[Study material — start]

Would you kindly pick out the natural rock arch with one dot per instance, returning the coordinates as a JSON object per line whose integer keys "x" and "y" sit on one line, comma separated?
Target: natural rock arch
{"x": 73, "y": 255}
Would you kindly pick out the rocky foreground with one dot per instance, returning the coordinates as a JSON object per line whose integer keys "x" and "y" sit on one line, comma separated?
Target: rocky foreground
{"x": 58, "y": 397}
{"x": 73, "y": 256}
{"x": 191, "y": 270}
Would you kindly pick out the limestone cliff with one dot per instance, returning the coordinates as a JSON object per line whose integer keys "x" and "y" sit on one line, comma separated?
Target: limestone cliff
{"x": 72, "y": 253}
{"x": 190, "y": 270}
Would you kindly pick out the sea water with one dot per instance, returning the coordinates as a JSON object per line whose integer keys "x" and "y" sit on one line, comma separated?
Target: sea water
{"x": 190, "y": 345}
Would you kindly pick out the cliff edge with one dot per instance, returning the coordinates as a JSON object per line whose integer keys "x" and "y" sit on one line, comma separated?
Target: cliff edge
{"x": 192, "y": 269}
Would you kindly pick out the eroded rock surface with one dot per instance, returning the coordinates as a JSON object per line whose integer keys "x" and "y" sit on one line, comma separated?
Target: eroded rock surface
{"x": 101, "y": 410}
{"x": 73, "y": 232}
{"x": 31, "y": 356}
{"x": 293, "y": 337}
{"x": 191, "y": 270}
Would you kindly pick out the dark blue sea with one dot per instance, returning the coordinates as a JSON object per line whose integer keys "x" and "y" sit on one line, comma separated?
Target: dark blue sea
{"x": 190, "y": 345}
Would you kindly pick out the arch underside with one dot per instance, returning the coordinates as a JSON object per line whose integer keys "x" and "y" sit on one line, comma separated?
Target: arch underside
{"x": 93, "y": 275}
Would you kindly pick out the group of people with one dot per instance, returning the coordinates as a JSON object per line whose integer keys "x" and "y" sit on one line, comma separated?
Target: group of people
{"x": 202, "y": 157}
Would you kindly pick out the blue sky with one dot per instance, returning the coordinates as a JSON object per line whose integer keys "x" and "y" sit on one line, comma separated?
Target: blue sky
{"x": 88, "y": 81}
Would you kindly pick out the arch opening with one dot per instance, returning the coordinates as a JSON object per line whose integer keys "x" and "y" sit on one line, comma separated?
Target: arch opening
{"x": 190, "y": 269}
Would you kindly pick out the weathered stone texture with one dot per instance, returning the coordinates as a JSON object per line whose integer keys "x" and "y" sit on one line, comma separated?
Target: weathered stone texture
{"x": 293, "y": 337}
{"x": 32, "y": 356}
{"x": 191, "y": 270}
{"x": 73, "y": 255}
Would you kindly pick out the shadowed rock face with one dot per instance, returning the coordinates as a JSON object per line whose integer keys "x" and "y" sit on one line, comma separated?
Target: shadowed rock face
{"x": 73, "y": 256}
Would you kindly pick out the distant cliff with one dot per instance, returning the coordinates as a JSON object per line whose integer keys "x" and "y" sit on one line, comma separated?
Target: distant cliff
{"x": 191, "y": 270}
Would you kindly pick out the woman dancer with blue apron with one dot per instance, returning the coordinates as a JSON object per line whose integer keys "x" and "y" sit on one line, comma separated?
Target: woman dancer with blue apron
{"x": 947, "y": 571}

[Study material — finish]

## Exercise instructions
Every line of the listing must be written out again exactly.

## Task response
Would you kindly pick out the natural rock arch with one dot per instance, returning the coordinates as a JSON object per line whose integer keys "x" and "y" sit on one line, comma separated?
Target: natural rock arch
{"x": 73, "y": 255}
Would you kindly pick out the rocky foreground with one dot per instance, returning the coordinates as a JSON object per line whose integer keys "x" and "y" sit on one line, comma separated?
Target: rocky foreground
{"x": 58, "y": 397}
{"x": 73, "y": 256}
{"x": 191, "y": 270}
Would you kindly pick out the limestone cliff with one dot per instance, returning the coordinates as a JSON object per line whose integer keys "x" and "y" sit on one line, comma separated?
Target: limestone cliff
{"x": 72, "y": 253}
{"x": 190, "y": 270}
Would you kindly pick out the sea water with one dot per instance, returning the coordinates as a JSON object per line whose integer keys "x" and "y" sit on one line, comma separated?
Target: sea water
{"x": 190, "y": 345}
Would you kindly pick out the cliff edge with one dot per instance, returning the coordinates as a JSON object per line whose integer keys "x" and "y" sit on one line, comma separated?
Target: cliff edge
{"x": 192, "y": 269}
Would you kindly pick out the eroded rock surface with one dot per instance, returning the coordinates as a JSON object per line whose integer keys "x" and "y" sit on one line, comma separated?
Target: eroded rock surface
{"x": 101, "y": 410}
{"x": 73, "y": 232}
{"x": 31, "y": 356}
{"x": 293, "y": 337}
{"x": 191, "y": 270}
Would you kindly pick out the dark blue sea with one dot per instance, returning the coordinates as a JSON object per line whose integer keys "x" and "y" sit on one line, comma separated?
Target: dark blue sea
{"x": 190, "y": 345}
Would you kindly pick out the arch underside with one dot per instance, returning the coordinates as a JSON object per line whose integer keys "x" and "y" sit on one line, comma separated?
Target: arch underside
{"x": 93, "y": 275}
Would you kindly pick out the group of people with one dot per instance, returning the coordinates as a JSON object per line whose integer keys "x" and "y" sit on one line, comma separated?
Target: group of people
{"x": 202, "y": 157}
Would you kindly pick out the blue sky with one dot per instance, returning the coordinates as a JSON object per line whose integer keys "x" and "y" sit on one line, comma separated?
Target: blue sky
{"x": 88, "y": 81}
Would you kindly pick out the arch opening with one dot per instance, returning the coordinates as a JSON object per line whose integer keys "x" and "y" sit on one line, comma separated?
Target: arch opening
{"x": 190, "y": 269}
Would you kindly pick out the weathered stone texture with one dot per instance, returning the coordinates as a JSON object per line whose integer keys "x" and "y" sit on one line, comma separated?
Target: weathered stone texture
{"x": 293, "y": 337}
{"x": 32, "y": 356}
{"x": 191, "y": 270}
{"x": 73, "y": 255}
Would you kindly pick out the shadowed rock face with one dot per instance, returning the coordinates as a JSON object per line whose integer keys "x" and "y" sit on one line, comma separated?
Target: shadowed rock face
{"x": 73, "y": 256}
Would you kindly pick out the distant cliff with one dot per instance, returning the coordinates as a JSON object per line whose integer keys "x" and "y" sit on one line, comma separated?
Target: distant cliff
{"x": 191, "y": 270}
Would you kindly pick out the woman dancer with blue apron with one dot per instance, returning the coordinates as a JSON object per line whose integer keys "x" and "y" sit on one line, comma separated?
Target: woman dancer with blue apron
{"x": 947, "y": 571}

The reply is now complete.